(PROBLEM REQUIREMENTS): Using the entries that follow, state how many lines contain the word "trench". The response is that number and nothing more.

(SUPPLIED DATA):
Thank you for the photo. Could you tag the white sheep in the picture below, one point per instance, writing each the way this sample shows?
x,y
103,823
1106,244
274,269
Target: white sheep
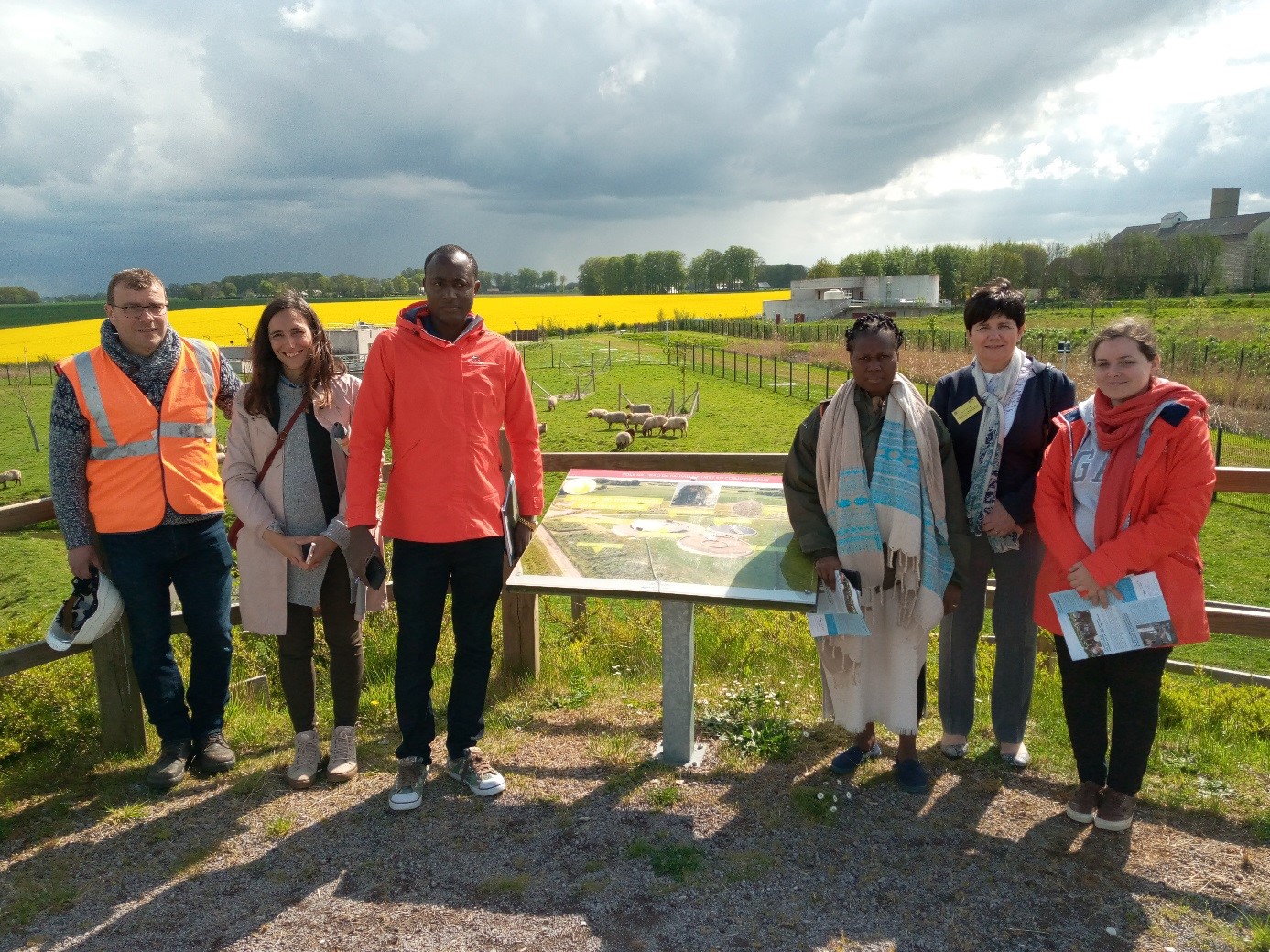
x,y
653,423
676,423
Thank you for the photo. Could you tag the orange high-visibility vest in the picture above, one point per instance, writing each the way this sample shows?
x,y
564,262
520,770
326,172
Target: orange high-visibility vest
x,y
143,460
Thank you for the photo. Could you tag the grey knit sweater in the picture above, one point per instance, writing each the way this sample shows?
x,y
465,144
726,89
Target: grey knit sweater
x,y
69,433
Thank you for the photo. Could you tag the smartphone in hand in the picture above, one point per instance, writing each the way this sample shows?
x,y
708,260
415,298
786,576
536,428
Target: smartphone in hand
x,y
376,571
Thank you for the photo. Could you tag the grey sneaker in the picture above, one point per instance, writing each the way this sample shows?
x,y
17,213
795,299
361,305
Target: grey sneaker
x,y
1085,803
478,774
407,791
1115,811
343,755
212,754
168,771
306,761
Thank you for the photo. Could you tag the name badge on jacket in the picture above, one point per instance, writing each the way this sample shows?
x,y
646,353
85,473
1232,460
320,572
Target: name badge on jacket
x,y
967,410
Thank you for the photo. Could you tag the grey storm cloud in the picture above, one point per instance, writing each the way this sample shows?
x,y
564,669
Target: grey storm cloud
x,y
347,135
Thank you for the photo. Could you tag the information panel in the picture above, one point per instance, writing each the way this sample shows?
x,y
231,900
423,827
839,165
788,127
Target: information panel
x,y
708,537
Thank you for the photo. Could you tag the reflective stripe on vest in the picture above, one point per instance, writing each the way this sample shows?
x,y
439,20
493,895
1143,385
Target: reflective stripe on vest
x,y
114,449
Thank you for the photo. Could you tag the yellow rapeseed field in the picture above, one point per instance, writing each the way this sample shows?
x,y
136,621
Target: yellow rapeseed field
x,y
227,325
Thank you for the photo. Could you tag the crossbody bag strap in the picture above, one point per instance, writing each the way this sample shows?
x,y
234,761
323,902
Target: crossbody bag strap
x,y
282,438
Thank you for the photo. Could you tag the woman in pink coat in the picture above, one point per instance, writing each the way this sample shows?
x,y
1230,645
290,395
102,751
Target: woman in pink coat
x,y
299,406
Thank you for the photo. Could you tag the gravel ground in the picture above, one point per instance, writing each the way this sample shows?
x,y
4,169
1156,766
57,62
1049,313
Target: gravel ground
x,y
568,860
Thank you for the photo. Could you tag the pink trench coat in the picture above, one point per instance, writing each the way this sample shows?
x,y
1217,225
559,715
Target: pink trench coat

--

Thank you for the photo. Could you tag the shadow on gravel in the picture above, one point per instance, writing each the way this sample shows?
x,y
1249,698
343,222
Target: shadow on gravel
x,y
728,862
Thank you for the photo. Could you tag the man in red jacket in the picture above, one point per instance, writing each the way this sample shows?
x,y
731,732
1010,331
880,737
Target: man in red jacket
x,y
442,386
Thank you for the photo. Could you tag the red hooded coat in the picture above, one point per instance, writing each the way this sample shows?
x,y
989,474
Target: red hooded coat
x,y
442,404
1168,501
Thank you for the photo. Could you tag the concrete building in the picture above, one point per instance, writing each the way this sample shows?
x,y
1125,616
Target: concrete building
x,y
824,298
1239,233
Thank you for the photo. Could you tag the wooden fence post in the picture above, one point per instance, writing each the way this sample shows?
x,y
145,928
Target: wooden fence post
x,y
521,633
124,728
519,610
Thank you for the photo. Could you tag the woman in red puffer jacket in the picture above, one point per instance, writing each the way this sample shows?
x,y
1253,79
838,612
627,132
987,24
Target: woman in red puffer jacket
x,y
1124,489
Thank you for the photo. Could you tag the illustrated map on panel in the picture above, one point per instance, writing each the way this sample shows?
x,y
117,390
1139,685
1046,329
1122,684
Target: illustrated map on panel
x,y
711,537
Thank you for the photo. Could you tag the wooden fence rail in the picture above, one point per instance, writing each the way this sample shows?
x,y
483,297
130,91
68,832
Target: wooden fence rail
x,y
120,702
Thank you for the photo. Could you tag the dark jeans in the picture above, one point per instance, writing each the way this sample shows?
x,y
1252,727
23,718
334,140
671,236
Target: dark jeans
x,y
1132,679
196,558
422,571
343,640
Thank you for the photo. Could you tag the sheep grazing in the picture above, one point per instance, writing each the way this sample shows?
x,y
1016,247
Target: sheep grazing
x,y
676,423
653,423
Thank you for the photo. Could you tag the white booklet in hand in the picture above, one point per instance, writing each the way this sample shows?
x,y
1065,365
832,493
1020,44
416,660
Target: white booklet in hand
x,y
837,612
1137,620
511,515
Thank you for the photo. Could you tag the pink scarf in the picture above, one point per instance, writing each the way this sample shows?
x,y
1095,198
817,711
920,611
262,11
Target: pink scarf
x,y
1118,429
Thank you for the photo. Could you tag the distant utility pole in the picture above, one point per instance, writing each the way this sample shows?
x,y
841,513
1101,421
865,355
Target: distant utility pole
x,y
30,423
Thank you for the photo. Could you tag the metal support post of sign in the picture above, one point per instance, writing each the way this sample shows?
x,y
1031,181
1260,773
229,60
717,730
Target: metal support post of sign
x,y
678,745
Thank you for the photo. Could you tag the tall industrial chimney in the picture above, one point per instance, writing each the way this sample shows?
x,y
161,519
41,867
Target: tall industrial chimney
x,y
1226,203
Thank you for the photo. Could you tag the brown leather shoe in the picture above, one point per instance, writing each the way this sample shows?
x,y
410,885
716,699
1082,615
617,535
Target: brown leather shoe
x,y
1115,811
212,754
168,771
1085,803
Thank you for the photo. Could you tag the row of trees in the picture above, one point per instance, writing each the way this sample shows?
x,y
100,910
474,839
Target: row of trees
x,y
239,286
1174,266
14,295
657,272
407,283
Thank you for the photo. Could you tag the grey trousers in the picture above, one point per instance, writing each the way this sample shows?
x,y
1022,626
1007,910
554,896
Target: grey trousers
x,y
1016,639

(EXPECTED OUTPUT): 2